■ **RECORDS FOR THE EXERCISE**
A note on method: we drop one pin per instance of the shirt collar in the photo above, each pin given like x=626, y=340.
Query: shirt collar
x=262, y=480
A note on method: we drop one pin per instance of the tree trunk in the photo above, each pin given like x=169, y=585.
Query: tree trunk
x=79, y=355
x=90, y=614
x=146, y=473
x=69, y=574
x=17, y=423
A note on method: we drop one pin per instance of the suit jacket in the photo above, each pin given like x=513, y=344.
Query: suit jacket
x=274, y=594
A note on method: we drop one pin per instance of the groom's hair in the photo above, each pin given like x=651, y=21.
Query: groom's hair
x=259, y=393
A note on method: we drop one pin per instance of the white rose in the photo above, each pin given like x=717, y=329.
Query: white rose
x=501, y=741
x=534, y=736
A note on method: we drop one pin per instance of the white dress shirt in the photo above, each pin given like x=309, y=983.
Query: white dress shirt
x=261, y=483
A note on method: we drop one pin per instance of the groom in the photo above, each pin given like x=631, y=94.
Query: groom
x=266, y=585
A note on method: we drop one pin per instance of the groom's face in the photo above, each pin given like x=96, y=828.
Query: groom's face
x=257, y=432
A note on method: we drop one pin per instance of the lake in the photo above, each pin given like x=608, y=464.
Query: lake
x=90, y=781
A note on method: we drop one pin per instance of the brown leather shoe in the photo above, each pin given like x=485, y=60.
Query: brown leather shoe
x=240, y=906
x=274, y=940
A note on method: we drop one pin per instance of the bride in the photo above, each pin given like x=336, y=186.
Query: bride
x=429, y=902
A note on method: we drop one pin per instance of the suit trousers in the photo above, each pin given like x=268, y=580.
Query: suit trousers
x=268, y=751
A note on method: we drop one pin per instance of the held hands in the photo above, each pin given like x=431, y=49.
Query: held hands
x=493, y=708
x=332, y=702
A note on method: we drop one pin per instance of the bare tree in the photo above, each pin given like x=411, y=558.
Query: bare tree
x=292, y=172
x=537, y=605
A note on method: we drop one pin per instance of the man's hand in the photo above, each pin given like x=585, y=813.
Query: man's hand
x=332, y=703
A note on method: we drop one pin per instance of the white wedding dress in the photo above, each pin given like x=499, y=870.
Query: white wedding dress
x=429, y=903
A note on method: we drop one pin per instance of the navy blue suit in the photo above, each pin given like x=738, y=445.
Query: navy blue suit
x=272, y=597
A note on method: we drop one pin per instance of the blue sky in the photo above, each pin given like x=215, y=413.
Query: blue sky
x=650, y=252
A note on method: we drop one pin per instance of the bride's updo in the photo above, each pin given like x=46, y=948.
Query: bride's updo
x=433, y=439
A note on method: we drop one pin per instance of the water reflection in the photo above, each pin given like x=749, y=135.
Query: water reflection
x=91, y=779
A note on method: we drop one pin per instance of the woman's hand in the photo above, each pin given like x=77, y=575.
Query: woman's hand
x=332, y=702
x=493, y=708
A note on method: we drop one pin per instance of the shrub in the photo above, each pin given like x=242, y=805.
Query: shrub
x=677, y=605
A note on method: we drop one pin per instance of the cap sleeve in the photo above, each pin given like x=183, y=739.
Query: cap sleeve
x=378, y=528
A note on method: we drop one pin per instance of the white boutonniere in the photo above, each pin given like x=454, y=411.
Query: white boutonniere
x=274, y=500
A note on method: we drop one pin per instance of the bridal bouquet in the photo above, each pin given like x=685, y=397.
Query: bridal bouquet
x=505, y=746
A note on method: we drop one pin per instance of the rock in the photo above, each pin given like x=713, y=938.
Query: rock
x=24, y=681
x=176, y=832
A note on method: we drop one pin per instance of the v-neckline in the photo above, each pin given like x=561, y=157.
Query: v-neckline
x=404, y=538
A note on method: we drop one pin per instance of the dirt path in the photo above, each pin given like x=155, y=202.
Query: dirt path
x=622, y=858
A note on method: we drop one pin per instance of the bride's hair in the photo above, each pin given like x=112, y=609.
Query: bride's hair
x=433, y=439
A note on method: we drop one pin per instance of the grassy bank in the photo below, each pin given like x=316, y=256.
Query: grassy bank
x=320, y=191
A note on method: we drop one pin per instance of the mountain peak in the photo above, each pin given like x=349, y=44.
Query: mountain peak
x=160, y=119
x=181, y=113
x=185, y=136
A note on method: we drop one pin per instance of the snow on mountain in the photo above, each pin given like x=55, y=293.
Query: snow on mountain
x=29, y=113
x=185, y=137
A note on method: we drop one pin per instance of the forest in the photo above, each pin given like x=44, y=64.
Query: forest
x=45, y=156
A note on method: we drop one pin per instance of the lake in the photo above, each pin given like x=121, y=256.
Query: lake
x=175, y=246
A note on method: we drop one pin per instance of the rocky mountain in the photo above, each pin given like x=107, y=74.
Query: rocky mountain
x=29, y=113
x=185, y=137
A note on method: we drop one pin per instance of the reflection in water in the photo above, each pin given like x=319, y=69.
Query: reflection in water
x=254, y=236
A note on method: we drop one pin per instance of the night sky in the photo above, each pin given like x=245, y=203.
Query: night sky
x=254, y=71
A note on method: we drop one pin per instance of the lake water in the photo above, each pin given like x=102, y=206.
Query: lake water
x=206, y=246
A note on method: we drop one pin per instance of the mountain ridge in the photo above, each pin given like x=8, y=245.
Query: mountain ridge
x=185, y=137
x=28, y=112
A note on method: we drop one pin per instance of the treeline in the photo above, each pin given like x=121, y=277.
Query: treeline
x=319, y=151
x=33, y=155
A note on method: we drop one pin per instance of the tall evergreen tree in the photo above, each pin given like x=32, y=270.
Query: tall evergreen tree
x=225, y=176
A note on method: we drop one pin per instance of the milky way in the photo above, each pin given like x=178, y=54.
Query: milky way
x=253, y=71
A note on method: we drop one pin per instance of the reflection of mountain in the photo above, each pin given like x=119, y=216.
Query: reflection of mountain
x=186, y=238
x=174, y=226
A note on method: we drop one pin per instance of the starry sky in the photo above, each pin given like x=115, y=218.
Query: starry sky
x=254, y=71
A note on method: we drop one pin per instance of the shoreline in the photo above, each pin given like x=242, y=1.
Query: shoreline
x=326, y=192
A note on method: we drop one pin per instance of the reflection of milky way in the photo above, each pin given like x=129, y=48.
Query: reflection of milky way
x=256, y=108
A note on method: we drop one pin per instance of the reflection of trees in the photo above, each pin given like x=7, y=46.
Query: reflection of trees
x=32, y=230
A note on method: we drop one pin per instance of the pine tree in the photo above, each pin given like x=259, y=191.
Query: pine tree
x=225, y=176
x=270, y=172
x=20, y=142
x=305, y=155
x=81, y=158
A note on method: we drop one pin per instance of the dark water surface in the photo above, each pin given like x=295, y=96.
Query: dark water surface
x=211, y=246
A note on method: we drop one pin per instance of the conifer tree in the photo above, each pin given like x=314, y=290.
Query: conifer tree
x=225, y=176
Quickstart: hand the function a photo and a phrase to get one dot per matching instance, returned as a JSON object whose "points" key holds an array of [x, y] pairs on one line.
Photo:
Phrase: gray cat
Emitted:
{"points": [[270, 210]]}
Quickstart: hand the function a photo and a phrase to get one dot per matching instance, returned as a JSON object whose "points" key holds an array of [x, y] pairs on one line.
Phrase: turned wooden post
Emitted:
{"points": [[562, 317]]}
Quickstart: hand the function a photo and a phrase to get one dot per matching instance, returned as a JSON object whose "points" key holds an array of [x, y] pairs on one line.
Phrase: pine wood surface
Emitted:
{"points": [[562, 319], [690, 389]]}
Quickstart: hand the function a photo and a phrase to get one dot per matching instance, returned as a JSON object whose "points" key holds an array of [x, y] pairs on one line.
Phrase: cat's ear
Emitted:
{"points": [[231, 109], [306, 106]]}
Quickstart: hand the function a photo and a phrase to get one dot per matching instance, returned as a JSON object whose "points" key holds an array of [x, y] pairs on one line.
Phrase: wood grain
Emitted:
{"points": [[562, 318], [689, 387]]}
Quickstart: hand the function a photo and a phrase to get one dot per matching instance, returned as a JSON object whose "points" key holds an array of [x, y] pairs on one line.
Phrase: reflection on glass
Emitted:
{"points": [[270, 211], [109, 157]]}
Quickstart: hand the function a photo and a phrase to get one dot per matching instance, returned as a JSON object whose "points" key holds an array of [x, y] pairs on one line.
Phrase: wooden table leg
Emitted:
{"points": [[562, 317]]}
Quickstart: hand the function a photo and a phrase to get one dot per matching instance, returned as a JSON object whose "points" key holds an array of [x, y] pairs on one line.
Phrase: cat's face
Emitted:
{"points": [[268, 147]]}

■ **WORK INSTRUCTIONS**
Report every line above that contains the word "dress", copying each one in full.

■ **FINAL RESULT**
A note on method: we drop one pin per instance of the white dress shirt in the photo above, each pin given like x=309, y=983.
Query: white dress shirt
A note on method: we drop one pin per instance of the white wedding dress in the photo above, each pin given like x=499, y=870.
Query: white wedding dress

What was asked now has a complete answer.